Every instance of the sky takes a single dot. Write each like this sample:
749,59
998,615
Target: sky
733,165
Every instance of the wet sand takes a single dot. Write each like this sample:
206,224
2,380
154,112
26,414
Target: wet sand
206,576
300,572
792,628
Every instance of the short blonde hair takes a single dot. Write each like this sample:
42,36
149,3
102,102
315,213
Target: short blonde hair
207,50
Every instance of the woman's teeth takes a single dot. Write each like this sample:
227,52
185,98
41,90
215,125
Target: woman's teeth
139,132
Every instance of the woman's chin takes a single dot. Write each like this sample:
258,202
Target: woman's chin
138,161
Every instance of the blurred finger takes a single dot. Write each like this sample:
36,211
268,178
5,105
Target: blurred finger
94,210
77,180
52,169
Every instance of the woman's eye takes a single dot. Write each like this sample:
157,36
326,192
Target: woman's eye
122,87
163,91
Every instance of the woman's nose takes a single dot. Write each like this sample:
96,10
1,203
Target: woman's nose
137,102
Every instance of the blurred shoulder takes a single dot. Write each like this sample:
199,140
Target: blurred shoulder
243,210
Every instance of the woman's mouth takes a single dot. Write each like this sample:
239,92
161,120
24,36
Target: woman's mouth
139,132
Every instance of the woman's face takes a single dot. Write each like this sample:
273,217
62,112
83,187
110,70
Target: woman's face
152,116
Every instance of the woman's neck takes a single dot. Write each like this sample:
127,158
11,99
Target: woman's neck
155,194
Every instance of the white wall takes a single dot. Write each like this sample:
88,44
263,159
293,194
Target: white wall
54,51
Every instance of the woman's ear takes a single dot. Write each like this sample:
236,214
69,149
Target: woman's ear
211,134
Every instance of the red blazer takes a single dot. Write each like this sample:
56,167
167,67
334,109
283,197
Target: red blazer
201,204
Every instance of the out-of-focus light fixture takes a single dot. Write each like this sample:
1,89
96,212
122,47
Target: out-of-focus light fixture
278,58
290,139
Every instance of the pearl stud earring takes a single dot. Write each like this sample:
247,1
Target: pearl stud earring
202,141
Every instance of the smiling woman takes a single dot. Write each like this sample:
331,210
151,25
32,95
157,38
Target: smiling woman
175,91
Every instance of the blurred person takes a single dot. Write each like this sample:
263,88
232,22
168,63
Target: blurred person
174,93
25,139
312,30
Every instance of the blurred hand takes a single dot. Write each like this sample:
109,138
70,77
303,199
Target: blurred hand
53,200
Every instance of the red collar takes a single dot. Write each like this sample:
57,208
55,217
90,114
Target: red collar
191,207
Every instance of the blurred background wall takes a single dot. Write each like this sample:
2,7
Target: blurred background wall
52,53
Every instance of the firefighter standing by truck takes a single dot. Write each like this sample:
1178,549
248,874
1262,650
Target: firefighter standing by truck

- _What you have to do_: Faithfully transcribe the whole of the data.

- _Correct response_:
Every instance of the sky takes a single dot. Write each like this sample:
749,59
998,615
Target: sky
733,165
Every instance of the wet sand takes a single dot. Write each like this sample:
206,224
2,380
154,112
26,414
Target: wet sand
206,576
300,572
792,628
Every instance of the short blonde hair takes a single dot. Write each like this sample:
42,36
149,3
102,102
315,213
Target: short blonde hair
207,50
Every instance of the woman's teeth takes a single dot. Write each like this sample:
227,52
185,98
41,90
215,125
Target: woman's teeth
139,132
Every instance of the woman's chin takes a single dot. Write each like this sample:
258,202
Target: woman's chin
138,161
Every instance of the blurred finger takes a single dot. Write each like this sample:
36,211
268,178
5,105
Target: blurred finger
94,210
77,180
52,169
Every instance of the woman's eye takes a single dot. Write each like this sample:
157,36
326,192
Target: woman's eye
122,87
163,91
Every instance of the woman's nose takes a single dot. Write each like this sample:
96,10
1,203
Target: woman's nose
137,102
Every instance of the blurred shoulder takes a single dot. Write each like this sample:
199,140
Target: blurred shoulder
243,210
Every instance of the woman's mouth takes a single dot. Write each like this sample:
239,92
161,120
24,36
Target: woman's mouth
139,132
Every instance of the woman's face takes a single dot. Write each like this sample:
273,217
62,112
83,187
110,70
Target: woman's face
152,116
Every instance of the woman's neck takes a single dot. Write each like this sample:
127,158
11,99
Target: woman's neck
155,194
Every instance of the white wall takes a single dot. Write each like this sample:
88,44
263,159
293,194
Target: white wall
54,51
Every instance of the woman's ear takes a single dot. Write each like this sample:
236,214
69,149
Target: woman's ear
211,134
Every instance of the red blazer takes a single dot. Write each like this sample:
56,167
167,67
334,109
283,197
Target: red blazer
201,204
Every instance of the out-of-focus light fixture takes a single dot. Write each like this sample:
1,89
96,212
122,47
Target: out-of-focus light fixture
278,58
290,139
Every instance of the pearl stud earring takes a single dot. Write each like this sample:
247,1
Target: pearl stud earring
202,141
Every instance of the smiling woman takes a single dot. Write each like this sample:
331,210
151,25
32,95
157,38
Target: smiling woman
175,91
Every instance of the blurred person takes a single dot. Write each like this sample:
263,88
232,22
168,63
Target: blurred person
174,93
25,139
312,30
Every instance of the blurred hand takes a single dot. Write each like this sample:
109,138
70,77
303,199
Target: blurred hand
53,200
Every instance of the red collar takes a single dot. Write each like this sample:
57,208
55,217
90,114
Target: red collar
191,207
Every instance of the blurred background wall takes a single dot. Write each like this sample:
2,7
Target: blurred background wall
52,53
Every instance of the firefighter standing by truck takes a single dot. Write each like this sample:
1178,549
248,874
1262,650
Target: firefighter standing by truck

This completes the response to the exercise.